> [Short task] Exactly reproduce the lines from the line containing "crane cable, each" to the end of the data below, inclusive, and nothing else.

> [Records for the task]
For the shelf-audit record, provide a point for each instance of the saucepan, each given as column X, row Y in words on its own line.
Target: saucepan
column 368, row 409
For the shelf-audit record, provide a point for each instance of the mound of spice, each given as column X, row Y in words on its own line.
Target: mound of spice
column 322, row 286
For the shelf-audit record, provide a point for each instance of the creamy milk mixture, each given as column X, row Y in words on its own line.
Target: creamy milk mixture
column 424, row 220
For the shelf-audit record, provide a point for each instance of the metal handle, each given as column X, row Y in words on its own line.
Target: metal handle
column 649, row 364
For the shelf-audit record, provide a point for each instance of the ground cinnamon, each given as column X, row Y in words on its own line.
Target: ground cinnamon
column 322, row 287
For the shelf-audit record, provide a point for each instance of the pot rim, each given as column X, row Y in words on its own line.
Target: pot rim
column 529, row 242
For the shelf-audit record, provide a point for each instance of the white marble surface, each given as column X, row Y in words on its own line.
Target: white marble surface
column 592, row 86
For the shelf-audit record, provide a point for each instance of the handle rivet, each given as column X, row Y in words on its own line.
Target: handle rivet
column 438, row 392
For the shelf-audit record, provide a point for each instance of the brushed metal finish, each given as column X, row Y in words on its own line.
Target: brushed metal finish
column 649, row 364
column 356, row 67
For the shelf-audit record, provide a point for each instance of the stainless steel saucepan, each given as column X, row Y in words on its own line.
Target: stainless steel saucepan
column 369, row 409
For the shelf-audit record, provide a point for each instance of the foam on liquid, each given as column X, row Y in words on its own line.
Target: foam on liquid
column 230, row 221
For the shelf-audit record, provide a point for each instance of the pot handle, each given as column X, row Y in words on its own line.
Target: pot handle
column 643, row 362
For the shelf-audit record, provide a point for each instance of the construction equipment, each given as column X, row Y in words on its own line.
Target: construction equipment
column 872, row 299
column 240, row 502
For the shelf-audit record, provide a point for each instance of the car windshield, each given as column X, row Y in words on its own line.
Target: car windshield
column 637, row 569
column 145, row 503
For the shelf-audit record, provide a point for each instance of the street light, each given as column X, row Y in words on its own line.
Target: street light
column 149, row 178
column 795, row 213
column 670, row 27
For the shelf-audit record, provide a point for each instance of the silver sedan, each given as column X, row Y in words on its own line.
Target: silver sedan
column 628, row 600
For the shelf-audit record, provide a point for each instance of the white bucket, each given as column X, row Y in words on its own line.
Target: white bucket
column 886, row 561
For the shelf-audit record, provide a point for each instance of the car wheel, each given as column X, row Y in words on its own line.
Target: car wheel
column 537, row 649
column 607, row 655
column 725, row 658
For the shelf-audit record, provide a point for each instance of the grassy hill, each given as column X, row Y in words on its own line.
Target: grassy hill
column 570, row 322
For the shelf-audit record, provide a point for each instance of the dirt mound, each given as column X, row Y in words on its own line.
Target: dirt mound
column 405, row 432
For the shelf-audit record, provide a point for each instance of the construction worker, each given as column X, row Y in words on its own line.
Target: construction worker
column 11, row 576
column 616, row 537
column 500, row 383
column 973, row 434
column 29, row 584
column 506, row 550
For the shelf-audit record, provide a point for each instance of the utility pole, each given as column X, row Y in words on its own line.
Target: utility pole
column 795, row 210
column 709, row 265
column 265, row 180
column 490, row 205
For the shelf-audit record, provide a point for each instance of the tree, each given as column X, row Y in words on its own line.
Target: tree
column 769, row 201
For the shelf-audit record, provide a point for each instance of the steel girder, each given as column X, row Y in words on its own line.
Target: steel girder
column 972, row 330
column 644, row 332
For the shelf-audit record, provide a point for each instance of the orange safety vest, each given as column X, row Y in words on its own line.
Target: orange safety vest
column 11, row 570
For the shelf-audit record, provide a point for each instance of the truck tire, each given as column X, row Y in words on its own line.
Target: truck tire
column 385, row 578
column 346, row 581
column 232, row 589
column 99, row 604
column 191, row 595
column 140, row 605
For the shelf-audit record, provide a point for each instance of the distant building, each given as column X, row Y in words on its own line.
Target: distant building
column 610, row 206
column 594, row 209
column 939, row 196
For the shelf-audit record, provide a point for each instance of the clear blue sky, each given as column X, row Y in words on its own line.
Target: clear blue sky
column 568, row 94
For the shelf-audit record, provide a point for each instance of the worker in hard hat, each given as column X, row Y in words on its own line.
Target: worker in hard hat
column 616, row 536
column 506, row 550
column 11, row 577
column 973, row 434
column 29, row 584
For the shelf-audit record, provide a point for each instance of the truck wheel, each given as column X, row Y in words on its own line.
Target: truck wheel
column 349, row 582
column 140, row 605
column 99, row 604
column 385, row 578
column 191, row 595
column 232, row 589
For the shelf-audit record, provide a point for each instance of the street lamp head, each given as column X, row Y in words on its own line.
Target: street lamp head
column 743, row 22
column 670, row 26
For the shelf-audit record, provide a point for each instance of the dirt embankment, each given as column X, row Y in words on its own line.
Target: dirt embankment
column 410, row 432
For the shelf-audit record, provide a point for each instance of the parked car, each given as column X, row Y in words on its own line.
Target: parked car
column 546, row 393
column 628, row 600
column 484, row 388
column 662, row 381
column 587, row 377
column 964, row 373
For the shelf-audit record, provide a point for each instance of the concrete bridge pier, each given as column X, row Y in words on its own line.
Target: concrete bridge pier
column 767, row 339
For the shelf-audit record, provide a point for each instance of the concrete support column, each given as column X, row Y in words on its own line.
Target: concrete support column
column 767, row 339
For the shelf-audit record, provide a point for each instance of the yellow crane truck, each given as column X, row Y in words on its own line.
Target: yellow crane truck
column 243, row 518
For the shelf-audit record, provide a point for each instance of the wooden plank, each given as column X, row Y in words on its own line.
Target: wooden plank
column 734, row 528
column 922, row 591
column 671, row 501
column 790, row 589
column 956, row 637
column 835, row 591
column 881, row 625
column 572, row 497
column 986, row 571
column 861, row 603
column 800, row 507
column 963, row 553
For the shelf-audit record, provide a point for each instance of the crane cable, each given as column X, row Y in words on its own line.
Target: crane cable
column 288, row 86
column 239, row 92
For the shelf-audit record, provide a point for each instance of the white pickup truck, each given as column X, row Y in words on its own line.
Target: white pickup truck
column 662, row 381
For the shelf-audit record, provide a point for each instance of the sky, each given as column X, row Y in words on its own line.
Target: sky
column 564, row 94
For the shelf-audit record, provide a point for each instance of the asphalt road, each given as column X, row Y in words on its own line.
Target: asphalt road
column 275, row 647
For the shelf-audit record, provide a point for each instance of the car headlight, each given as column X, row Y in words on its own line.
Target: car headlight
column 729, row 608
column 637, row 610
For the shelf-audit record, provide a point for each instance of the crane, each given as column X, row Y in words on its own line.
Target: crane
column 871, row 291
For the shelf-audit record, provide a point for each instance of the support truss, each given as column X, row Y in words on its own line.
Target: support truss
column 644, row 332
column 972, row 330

> [Exercise result]
For the shelf-audit record, provide a point for each instance of the crane cable, each given as column X, row Y in words on its own line.
Target: crane cable
column 288, row 86
column 239, row 92
For the shelf-audit record, provide a point for each instance of the white pickup truck, each given as column X, row Y in words on its own line.
Target: white pickup truck
column 662, row 381
For the shelf-audit record, provide a point for each instance of the sky, each given as column X, row Y in words on its own line.
Target: sky
column 564, row 94
For the shelf-audit record, provide a point for each instance of the asphalt road, each given as column X, row Y in words on its own line.
Target: asphalt road
column 275, row 647
For the shelf-audit record, provide a point for each instance of the car headlight, each given as column X, row Y in words on its own line.
Target: car headlight
column 729, row 608
column 637, row 610
For the shelf-audit record, provide a point for each instance of the crane, each given as column X, row Y in words on its own line.
Target: crane
column 871, row 291
For the shelf-audit record, provide a point for each instance of the support truss, each given as column X, row Y in words on its own line.
Target: support truss
column 644, row 332
column 972, row 330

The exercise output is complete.